▸ **Items listed in a dataset**:
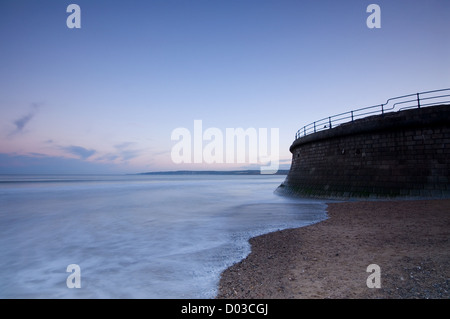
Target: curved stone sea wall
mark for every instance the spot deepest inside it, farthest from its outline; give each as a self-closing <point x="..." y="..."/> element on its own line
<point x="398" y="154"/>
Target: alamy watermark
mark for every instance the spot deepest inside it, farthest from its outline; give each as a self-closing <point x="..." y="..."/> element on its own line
<point x="74" y="279"/>
<point x="234" y="146"/>
<point x="374" y="279"/>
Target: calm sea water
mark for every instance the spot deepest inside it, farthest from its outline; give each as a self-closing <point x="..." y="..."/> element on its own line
<point x="135" y="236"/>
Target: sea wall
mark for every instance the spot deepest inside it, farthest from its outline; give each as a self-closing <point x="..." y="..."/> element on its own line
<point x="398" y="154"/>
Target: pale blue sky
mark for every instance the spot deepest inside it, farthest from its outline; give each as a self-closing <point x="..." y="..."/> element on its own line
<point x="105" y="98"/>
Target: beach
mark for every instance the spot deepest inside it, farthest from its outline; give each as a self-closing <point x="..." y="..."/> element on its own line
<point x="407" y="239"/>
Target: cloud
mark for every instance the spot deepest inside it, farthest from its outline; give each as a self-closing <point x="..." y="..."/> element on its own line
<point x="41" y="164"/>
<point x="22" y="121"/>
<point x="82" y="152"/>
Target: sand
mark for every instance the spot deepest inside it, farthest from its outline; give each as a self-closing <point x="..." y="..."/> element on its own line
<point x="408" y="240"/>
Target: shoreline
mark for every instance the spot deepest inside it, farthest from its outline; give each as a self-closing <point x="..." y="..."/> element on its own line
<point x="408" y="239"/>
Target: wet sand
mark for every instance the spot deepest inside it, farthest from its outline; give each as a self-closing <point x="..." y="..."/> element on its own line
<point x="408" y="240"/>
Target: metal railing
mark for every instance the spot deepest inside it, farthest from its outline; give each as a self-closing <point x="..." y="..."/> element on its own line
<point x="416" y="100"/>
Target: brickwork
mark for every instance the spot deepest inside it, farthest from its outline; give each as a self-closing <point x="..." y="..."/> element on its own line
<point x="401" y="154"/>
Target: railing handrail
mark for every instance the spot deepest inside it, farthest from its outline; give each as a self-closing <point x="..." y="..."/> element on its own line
<point x="389" y="106"/>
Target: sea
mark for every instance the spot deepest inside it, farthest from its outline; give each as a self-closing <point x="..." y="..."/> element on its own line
<point x="135" y="236"/>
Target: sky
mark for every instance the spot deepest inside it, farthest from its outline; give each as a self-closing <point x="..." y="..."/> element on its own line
<point x="106" y="97"/>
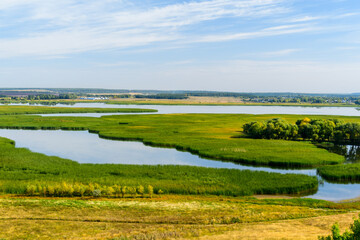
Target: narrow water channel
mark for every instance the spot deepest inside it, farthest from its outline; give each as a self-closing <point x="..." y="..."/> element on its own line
<point x="74" y="145"/>
<point x="170" y="109"/>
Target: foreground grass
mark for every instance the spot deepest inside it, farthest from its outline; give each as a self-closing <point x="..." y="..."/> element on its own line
<point x="20" y="168"/>
<point x="160" y="218"/>
<point x="15" y="110"/>
<point x="216" y="136"/>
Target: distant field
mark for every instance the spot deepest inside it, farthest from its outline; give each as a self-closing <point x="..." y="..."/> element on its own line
<point x="216" y="101"/>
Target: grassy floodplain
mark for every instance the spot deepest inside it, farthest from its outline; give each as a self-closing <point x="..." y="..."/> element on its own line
<point x="216" y="136"/>
<point x="171" y="217"/>
<point x="177" y="215"/>
<point x="20" y="168"/>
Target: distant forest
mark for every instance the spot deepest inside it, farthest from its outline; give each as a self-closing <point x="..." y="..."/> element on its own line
<point x="72" y="93"/>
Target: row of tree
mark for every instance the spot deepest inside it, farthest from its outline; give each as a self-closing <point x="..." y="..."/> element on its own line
<point x="95" y="190"/>
<point x="52" y="96"/>
<point x="332" y="130"/>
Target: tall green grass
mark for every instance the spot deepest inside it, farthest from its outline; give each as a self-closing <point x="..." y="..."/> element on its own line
<point x="20" y="168"/>
<point x="215" y="136"/>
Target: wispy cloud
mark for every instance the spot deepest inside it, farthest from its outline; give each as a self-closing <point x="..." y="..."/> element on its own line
<point x="71" y="26"/>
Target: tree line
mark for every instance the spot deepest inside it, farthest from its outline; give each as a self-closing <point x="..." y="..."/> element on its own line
<point x="94" y="190"/>
<point x="318" y="130"/>
<point x="52" y="96"/>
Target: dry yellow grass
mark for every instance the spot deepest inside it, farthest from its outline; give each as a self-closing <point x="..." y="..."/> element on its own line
<point x="304" y="229"/>
<point x="168" y="217"/>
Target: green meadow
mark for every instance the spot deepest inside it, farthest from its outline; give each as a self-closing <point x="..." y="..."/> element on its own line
<point x="215" y="136"/>
<point x="50" y="197"/>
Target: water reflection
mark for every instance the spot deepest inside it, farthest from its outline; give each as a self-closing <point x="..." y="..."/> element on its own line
<point x="169" y="109"/>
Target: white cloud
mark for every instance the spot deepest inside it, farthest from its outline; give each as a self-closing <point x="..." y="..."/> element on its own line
<point x="74" y="26"/>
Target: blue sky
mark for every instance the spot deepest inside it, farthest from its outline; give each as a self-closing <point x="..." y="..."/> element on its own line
<point x="223" y="45"/>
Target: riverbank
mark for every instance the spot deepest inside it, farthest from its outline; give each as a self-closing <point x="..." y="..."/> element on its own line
<point x="182" y="217"/>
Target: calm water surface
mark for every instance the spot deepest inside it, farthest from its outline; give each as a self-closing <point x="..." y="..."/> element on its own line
<point x="74" y="145"/>
<point x="168" y="109"/>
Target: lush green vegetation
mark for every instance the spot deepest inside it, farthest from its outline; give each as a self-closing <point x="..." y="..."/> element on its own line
<point x="318" y="130"/>
<point x="13" y="110"/>
<point x="22" y="171"/>
<point x="216" y="136"/>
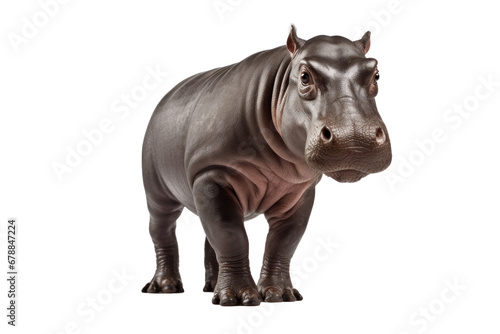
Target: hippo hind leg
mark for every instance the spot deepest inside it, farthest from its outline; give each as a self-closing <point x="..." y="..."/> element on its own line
<point x="167" y="278"/>
<point x="211" y="268"/>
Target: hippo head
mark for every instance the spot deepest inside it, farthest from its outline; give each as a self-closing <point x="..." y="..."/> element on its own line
<point x="328" y="113"/>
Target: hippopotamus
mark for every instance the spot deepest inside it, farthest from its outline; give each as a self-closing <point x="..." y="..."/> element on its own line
<point x="255" y="138"/>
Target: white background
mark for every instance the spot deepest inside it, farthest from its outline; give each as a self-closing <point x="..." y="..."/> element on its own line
<point x="398" y="245"/>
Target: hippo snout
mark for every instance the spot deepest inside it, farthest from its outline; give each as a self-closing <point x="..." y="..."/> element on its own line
<point x="349" y="152"/>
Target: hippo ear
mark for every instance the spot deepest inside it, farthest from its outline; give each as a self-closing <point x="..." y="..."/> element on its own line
<point x="364" y="42"/>
<point x="293" y="43"/>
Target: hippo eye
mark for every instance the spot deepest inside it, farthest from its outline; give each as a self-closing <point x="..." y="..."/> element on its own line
<point x="304" y="77"/>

▸ **Exercise aim**:
Starting at the line with "Target: hippopotamus" and continuing to the end of the entries above, lay out those lines as a JSON list of strings, one string per line. Leave out any blank lines.

▸ **Exercise response**:
[
  "Target: hippopotamus",
  "mark for every instance the spot deepest inside it, farthest from its outline; give each as a self-closing <point x=\"...\" y=\"...\"/> element on its own line",
  "<point x=\"255\" y=\"138\"/>",
  "Target: white background",
  "mark for every instance the spot deepest inside it, farthest from its outline; give each as a self-closing <point x=\"...\" y=\"...\"/> element on its own line",
  "<point x=\"398\" y=\"245\"/>",
  "Target: hippo snout",
  "mark for every instance the spot deepest inside it, farthest from its outline; give each as a self-closing <point x=\"...\" y=\"...\"/> element on its own line",
  "<point x=\"349\" y=\"152\"/>",
  "Target: hippo ear",
  "mark for every instance the spot deepest inside it, farthest from its outline; give each as a self-closing <point x=\"...\" y=\"...\"/> element on its own line",
  "<point x=\"364\" y=\"42\"/>",
  "<point x=\"293\" y=\"43\"/>",
  "Target: hippo eye",
  "mark for every instance the spot deepest inside it, farthest from its outline; give each as a self-closing <point x=\"...\" y=\"...\"/> element on its own line",
  "<point x=\"304\" y=\"77\"/>"
]